Provided passage:
The Brazilian Environment Agency, Ibama, has announced that it will not grant French oil company Total permission to drill for oil near the mouth of the Amazon Reef, off the coast of Amapá state, North of Brazil.
“This announcement is a stunning victory for people power, and further evidence that the age of oil is on its way out. More than two million Amazon Reef defenders from all around the world stood up against Total’s reckless plans to drill for oil near this unique and biologically significant area, and today Ibama did the right thing in denying Total its licence to drill”, said Thiago Almeida, Climate and Energy campaigner for Greenpeace Brazil.

Source material:
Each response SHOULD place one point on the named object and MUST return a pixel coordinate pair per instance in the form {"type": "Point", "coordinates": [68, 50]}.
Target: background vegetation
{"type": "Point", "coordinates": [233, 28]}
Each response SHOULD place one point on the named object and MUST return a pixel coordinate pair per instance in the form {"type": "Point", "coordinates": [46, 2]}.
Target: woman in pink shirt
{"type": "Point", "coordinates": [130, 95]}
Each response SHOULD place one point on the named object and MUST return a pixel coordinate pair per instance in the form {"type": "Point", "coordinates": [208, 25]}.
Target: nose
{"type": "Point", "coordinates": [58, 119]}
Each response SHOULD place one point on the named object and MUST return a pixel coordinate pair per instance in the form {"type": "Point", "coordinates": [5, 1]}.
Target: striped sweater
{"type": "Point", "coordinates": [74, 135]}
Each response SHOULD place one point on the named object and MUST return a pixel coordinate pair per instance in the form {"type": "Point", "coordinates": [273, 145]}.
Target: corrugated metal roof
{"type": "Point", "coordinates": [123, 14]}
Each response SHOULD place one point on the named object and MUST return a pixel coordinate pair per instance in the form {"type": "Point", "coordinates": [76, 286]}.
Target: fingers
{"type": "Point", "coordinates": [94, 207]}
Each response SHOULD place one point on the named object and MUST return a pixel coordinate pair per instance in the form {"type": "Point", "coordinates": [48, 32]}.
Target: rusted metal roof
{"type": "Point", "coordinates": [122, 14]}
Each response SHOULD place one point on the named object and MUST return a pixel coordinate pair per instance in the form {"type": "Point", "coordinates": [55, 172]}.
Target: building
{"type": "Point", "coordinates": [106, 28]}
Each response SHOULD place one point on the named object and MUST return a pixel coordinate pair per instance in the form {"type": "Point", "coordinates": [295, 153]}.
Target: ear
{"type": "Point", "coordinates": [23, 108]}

What the task requires:
Answer from the Amazon Reef text:
(a) Off the coast of which Brazilian state did Total want to drill?
(b) How many Amazon Reef defenders stood up against Total's plans?
(c) What is Thiago Almeida's role?

Written response:
(a) Amapá
(b) More than two million
(c) Climate and Energy campaigner for Greenpeace Brazil